> Exercise requirements
Give back exactly the lines that run from the line containing "Where can you spot the stirrup" through the end of the listing below. Leave out every other line.

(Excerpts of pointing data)
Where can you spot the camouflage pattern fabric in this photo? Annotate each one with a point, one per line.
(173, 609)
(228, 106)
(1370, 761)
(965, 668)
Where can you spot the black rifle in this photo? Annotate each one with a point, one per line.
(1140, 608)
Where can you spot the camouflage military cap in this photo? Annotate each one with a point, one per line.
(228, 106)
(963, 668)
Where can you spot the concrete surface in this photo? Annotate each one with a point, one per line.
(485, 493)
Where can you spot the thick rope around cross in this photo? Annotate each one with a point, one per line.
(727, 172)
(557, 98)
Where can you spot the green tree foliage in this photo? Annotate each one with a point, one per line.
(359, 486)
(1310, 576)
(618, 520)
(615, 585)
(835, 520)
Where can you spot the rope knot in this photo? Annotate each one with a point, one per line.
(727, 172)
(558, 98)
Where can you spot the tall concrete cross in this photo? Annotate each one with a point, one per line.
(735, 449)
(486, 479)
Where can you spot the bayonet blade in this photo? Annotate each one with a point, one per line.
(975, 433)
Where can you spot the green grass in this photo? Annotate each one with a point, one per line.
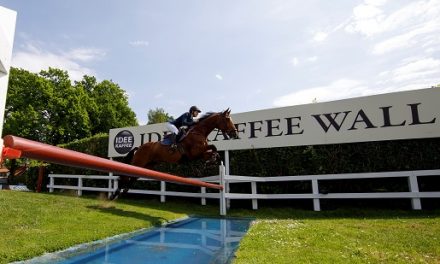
(348, 236)
(32, 224)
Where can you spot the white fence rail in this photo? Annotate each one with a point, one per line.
(413, 192)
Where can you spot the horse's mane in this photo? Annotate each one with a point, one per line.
(205, 116)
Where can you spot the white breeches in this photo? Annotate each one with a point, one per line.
(172, 128)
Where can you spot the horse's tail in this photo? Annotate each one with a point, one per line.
(125, 182)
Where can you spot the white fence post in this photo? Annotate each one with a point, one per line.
(227, 172)
(222, 191)
(254, 192)
(203, 191)
(162, 190)
(315, 190)
(414, 188)
(80, 185)
(51, 183)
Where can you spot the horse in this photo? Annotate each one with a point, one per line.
(192, 146)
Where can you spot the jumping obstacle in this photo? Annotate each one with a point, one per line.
(17, 147)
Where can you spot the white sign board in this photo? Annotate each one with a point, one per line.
(401, 115)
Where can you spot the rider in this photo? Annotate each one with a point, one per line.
(186, 119)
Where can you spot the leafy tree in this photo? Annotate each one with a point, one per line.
(108, 106)
(46, 107)
(158, 116)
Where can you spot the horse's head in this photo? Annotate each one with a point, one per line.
(226, 125)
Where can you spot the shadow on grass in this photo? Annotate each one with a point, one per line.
(155, 221)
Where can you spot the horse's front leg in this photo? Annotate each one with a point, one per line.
(211, 155)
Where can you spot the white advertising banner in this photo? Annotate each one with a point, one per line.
(393, 116)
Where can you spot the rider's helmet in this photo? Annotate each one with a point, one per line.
(194, 108)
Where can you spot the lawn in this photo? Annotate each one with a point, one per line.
(32, 224)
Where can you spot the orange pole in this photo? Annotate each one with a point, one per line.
(40, 151)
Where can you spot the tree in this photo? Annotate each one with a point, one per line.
(158, 116)
(108, 107)
(46, 107)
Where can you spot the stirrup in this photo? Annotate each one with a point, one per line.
(173, 147)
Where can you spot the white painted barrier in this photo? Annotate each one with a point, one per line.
(413, 194)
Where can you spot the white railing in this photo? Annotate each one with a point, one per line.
(413, 192)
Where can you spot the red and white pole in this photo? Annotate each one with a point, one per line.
(21, 147)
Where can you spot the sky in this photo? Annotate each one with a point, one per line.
(244, 55)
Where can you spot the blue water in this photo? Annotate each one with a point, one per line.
(193, 240)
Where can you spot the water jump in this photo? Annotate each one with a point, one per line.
(17, 147)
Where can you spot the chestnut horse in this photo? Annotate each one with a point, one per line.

> Output
Where can you spot the stirrup in this photo? Annotate each one with a point, one per line.
(173, 147)
Where can you spot the white painted barrier in this photo? Annotate each one with a point, one per line.
(413, 194)
Where can you spot the white railing in this photo? Annotate each one with a point, one per line.
(413, 192)
Where can you spot the red and white pole in this photo? Annotate each one with a point, one per line.
(21, 147)
Where can you spot the sky in this photo? Annotate each one with a point, one per line.
(244, 55)
Where can you spot the blue water in this photo? Annotate each one with a point, one per line.
(193, 240)
Where can you spot the water jump in this photo? Annotate each one with a point, one per line.
(17, 147)
Where can you spot the chestnut horse in this photo? Annotate each one with a point, one per line.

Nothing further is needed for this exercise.